Pick each line containing "hazy" out of the records.

-- Task material --
--- START ---
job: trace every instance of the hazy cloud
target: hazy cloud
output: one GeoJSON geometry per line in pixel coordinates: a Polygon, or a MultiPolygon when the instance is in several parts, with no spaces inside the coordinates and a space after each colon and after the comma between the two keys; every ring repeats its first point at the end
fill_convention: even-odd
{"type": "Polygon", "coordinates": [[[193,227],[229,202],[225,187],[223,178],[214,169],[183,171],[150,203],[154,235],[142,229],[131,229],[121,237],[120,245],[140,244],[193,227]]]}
--- END ---
--- START ---
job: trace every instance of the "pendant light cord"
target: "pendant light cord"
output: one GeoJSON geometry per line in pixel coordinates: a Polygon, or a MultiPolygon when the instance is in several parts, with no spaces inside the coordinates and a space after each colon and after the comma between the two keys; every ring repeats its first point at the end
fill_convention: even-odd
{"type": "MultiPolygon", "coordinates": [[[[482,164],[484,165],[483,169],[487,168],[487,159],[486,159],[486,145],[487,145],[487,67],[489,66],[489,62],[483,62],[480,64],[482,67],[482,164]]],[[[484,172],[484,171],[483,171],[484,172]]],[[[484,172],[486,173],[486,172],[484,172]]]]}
--- END ---
-- Solution to this problem --
job: trace every instance of the hazy cloud
target: hazy cloud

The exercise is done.